> _Goal of the exercise_
Could you please find each line in the records that contains the word "blade" and copy it?

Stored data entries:
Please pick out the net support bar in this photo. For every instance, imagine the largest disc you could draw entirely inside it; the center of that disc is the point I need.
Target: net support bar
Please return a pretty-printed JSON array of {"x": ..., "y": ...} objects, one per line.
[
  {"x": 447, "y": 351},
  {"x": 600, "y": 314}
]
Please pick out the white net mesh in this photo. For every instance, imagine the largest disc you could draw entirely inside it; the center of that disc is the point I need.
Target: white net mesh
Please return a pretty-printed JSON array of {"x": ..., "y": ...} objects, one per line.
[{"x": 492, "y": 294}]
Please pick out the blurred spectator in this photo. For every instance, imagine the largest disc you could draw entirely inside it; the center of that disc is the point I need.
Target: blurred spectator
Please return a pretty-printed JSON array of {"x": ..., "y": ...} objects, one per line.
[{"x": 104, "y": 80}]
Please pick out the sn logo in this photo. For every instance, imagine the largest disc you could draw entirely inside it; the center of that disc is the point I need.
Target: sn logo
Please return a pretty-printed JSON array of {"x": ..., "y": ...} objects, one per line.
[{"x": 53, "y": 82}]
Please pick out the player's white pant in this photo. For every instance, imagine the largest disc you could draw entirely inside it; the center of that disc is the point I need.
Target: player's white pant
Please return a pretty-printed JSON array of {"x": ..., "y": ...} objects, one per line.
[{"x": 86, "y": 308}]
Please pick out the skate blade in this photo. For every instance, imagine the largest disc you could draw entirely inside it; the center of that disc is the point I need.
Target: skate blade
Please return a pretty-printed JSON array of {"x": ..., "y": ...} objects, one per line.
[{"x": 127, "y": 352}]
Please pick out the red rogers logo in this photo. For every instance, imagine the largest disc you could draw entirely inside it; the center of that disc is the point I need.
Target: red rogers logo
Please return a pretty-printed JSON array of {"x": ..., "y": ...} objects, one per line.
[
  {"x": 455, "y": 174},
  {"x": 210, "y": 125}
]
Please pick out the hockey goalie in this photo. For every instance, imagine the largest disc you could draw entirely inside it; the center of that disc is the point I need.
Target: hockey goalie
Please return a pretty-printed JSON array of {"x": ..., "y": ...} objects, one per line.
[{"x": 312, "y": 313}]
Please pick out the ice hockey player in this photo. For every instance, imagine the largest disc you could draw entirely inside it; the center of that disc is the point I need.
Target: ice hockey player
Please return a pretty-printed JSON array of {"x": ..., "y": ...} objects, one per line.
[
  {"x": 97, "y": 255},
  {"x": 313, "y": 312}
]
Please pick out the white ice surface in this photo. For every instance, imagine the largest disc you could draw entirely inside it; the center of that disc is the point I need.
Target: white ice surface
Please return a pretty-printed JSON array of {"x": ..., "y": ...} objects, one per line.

> _Answer for the task_
Please pick out the skate blade in this photo. For every instance, imagine the largest disc you could draw entirely inside it; the center of that disc is the point I need.
Target: skate blade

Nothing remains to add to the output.